## What to produce
Copy exactly, please, the lines of the data from its start through the line containing "box: [16, 403, 1009, 451]".

## Task input
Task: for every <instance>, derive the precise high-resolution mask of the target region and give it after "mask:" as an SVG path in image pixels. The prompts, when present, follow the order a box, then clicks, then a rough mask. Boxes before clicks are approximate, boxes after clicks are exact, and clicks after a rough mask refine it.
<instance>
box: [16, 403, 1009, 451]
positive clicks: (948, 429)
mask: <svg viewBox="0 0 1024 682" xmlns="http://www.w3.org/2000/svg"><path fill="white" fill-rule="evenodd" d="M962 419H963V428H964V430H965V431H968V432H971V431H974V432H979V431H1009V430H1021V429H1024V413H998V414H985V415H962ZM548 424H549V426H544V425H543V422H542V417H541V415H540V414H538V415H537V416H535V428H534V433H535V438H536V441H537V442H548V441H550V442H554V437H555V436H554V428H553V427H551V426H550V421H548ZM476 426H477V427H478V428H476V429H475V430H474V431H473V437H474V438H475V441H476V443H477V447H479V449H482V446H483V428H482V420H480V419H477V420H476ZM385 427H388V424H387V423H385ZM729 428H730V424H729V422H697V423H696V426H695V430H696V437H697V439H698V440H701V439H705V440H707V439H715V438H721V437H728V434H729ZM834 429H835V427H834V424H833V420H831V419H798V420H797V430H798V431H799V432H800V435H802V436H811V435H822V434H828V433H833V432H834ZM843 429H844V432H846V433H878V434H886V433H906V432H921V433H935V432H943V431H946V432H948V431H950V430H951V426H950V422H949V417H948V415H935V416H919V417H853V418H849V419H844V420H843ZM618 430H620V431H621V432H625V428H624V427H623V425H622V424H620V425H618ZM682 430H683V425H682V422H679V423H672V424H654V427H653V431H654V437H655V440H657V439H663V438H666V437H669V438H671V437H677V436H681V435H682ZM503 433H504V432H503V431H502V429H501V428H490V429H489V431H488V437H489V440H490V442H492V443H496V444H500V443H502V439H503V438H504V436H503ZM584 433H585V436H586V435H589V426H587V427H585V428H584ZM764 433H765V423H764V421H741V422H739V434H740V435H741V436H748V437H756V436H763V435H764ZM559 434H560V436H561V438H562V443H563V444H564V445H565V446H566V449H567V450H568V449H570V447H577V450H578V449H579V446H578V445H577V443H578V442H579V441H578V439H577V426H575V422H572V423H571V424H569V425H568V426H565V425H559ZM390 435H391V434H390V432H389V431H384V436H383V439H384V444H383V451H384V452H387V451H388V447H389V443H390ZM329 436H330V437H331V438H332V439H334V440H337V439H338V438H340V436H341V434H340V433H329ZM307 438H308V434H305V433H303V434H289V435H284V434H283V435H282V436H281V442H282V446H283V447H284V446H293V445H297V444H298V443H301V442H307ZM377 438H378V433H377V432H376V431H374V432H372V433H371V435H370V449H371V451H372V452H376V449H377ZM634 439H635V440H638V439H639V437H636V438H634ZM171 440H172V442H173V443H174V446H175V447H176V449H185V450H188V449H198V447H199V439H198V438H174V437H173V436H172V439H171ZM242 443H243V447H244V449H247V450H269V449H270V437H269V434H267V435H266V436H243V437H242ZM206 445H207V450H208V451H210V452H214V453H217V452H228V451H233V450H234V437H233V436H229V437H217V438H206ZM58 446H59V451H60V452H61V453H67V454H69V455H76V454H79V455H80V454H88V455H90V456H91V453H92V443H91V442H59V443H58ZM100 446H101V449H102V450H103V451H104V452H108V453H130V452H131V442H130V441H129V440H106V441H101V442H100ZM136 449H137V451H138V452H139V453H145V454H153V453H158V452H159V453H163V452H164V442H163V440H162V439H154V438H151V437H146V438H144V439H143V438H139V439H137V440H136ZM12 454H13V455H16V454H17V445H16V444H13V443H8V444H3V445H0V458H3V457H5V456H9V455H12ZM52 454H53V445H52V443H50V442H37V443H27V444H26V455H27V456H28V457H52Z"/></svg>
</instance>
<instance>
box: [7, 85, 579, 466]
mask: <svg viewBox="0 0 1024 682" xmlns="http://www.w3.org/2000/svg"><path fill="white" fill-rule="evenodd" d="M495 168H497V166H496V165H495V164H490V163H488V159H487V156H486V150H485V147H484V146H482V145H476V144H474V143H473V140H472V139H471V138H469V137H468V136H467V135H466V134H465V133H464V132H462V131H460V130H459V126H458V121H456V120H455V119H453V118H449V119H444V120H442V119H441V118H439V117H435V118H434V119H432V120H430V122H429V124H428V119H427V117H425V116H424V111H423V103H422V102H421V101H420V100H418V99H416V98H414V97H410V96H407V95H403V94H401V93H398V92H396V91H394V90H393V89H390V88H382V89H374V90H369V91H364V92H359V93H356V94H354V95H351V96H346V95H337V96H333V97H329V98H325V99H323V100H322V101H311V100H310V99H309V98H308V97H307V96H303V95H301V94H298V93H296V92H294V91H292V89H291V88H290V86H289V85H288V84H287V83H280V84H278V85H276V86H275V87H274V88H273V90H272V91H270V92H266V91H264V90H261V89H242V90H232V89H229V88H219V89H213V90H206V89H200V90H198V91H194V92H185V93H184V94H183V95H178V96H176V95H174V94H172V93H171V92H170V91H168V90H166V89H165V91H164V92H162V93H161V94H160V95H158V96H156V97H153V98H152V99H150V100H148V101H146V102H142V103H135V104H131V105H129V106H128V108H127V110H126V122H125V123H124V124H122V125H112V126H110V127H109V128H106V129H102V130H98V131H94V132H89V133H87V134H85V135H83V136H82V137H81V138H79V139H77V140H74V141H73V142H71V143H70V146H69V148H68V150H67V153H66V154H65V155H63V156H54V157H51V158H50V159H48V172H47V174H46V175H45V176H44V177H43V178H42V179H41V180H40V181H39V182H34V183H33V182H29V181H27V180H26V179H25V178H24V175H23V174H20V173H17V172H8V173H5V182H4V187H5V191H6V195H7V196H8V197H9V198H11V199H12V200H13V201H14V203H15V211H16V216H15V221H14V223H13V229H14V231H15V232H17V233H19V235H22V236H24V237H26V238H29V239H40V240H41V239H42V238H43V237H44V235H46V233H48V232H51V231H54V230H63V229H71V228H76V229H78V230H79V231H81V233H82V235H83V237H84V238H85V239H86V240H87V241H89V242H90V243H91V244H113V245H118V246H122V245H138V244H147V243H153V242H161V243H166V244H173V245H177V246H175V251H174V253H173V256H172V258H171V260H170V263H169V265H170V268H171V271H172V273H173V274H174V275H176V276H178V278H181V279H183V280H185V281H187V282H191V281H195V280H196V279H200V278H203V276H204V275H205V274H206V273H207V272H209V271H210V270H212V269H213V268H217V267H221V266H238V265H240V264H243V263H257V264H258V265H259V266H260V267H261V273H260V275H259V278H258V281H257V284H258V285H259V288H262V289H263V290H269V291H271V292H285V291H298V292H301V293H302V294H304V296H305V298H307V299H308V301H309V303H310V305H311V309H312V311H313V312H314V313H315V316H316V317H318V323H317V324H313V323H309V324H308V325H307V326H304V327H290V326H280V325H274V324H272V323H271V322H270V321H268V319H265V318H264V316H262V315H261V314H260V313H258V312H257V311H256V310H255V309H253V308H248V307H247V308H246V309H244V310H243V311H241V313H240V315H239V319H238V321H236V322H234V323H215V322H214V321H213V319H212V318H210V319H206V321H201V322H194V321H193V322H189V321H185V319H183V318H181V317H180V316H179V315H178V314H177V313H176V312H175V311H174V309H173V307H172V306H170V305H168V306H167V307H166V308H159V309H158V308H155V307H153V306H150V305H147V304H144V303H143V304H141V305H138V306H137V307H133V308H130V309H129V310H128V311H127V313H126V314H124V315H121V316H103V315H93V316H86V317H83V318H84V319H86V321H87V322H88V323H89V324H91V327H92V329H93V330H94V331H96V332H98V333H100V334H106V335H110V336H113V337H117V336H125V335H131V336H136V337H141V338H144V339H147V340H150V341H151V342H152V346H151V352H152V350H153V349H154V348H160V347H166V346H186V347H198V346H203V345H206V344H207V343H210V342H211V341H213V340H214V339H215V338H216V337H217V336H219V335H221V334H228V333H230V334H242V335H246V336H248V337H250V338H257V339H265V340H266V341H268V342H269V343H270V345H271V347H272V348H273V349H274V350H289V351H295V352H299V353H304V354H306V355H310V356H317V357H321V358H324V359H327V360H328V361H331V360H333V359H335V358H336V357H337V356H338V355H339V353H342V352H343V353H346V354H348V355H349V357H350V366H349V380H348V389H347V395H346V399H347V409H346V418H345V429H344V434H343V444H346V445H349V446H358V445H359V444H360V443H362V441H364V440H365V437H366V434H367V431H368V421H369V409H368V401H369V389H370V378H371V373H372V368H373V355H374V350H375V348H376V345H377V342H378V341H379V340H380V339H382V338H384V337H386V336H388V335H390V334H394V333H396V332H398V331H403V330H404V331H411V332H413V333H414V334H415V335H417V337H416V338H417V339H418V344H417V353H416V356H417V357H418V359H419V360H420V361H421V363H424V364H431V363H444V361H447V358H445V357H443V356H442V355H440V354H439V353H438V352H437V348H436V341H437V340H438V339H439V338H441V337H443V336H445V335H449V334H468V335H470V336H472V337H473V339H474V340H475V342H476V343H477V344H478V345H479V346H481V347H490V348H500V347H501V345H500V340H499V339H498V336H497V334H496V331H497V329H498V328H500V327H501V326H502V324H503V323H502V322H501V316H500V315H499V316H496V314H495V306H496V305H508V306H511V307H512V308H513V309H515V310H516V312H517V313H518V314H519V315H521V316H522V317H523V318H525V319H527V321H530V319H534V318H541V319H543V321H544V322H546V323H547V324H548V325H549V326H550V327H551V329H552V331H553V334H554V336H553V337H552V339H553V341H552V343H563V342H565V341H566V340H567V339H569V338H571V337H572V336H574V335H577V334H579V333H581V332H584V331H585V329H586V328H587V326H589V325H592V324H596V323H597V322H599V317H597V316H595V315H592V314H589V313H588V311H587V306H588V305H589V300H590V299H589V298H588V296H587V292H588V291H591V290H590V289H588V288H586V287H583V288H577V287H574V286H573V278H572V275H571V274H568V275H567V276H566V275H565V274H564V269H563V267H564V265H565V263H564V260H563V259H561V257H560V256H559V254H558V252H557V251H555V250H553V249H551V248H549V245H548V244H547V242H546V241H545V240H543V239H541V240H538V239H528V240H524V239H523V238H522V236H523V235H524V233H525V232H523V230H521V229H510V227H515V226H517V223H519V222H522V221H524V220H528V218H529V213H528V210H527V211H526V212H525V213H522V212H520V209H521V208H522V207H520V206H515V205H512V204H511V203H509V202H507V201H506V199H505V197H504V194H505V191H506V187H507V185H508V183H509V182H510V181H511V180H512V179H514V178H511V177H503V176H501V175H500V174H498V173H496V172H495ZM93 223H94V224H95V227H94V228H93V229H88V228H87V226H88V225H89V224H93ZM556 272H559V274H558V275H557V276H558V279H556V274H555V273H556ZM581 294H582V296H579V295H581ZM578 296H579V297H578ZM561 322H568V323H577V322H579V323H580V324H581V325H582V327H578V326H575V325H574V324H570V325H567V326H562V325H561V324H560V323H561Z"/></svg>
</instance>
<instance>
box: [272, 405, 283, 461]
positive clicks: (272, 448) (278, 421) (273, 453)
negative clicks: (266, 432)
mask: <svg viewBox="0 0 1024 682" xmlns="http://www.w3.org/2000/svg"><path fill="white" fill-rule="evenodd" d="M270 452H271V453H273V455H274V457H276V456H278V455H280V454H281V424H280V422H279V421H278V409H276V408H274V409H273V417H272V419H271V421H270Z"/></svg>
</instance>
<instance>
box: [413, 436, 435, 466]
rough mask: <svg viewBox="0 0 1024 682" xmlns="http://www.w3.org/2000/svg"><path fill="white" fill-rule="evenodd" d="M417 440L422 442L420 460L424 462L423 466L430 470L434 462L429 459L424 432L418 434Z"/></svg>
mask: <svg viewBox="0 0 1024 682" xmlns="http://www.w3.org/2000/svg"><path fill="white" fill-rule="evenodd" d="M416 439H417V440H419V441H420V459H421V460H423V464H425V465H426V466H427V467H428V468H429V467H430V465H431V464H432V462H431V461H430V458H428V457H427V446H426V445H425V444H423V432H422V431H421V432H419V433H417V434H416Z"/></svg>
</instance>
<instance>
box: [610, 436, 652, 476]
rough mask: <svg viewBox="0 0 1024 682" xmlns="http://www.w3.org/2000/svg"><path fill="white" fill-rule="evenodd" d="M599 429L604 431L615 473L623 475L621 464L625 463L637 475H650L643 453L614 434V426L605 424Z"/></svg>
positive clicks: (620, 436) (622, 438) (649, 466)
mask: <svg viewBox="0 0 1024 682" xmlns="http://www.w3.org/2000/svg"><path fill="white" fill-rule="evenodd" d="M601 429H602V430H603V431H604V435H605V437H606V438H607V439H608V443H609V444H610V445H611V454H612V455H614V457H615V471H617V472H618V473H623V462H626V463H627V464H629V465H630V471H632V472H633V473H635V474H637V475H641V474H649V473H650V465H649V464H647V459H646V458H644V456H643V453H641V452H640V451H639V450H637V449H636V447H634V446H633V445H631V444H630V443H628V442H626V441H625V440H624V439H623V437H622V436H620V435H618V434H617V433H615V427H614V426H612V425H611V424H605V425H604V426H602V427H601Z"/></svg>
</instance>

## Result for this task
Task: for every <instance>, derive the precise high-resolution mask of the target region and give it after "mask:" as an SVG path in image pixels. The prompts, when present, follow the order a box, then clicks, then a rough mask. Boxes before clicks are approximate, boxes after clicks are exact, and clicks after a rough mask refine it.
<instance>
box: [16, 403, 1009, 451]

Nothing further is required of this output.